→ Article

────────────────

Scott Turow is probably one of my favorite legal thriller writers. Years ago, I read Presumed Innocent and enjoyed it...full of political corruption, betrayal, courtroom drama and of course, murder, what was there not to like? I thought since Turow had come out with a sequel to it, Innocent, (twenty years later) if would be fun to reread it and then catch up with the characters in the sequel. The group were surprised with how they got hooked right away. We talked about the insight he gave into the justice system and how using the present tenth made us feel we were right there watching what was going on. One group member said they felt like yelling "look out!" during one section of the book. The best part? We all agreed that we were shocked and surprised by the ending. (Well, not me because I had read it before.)  Seemed nobody expected the ending to be what it was at all while reading the book, and when they found out  who the murderer was, they were shocked. 
I will say that the movie based on the book, starring Harrison Ford, is terrific too.


We finished up the summer book discussion with Nemesis by Jo Nesbo. This was another great series many in the group became hooked on. Who robbed a bank, shot the cashierand just disappeared into thin air? Outside of trying to remember the characters and keeping the names straight, it was a great read. Norwegian Detective Harry Hole takes us on a whirlwind of a  ride from Norway to Brazil, as he tries to find the killer....and prove himself innocent in the mysterious death of someone he knew. There were multi-layered plots that did end up connecting toward the end. The big part of the discussion was the comparison between this book and the Larsson book. Several felt this book was better then Larssons and look forward to continuing to solve murders with Harry Hole.
Unfortunately this was book three in the series. The first two books were being translated into English and there weren't sufficient copies for me to get for the group. Nobody thought they had missed anything from not having read the first two.
**When Nesbo isn't busy writing books, he plays in the Norweigian rock band, Di Derre.


One question about the two European authors, Larsson and Nesbo, was the concern that anything was lost in translating the books from Swedish and Norwegian to English? From everything I read about both of them, the answer seems to be no. The translators seem to have done a superb job of translating both books.

We had some great discussions with these books. In fact, we had such a great time, many in the group requested we continue the mystery/thriller book discussions...and we will.
If you are looking for a new series, check some of these out. Want to read a popular author's first book, here you go with some good ones. Any one of them I would highly recommend. 



Up next will be The Poet by Michael Connelly on October 19th at 4pm.This was Connelly's first book and it was one that you couldn't put down....

Monday, August 30, 2010

Rembrandt Affair by Daniel Silva

Nobody does it quite the way you do,
Why'd you have to be so good?
Carly Simon

When I want a good spy thriller, I can always count on Daniel Silva to deliver. For those of you who read my blog, come to the book discussions, stop by my desk to chat about books~~looking for a thriller? Do I have an author for you, the best...Daniel Silva.

────────────────

→ What this exercise asks
1. List every book title named in the blog post.
2. Reproduce the passage of the blog post word for word, starting with "We had some" and going on through "discussions...and we will.".

→ Information supplied
────────────────

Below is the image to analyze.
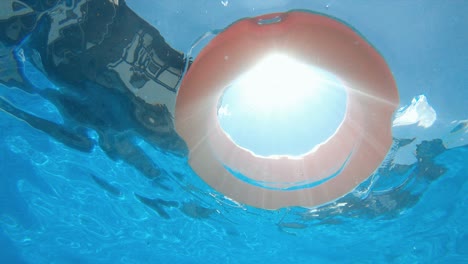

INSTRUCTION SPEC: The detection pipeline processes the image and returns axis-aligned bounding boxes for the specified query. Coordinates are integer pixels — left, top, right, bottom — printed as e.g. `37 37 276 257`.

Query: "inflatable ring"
175 11 399 209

────────────────

→ Solution list
1.
Presumed Innocent
Innocent
Nemesis
The Poet
Rembrandt Affair

2.
We had some great discussions with these books. In fact, we had such a great time, many in the group requested we continue the mystery/thriller book discussions...and we will.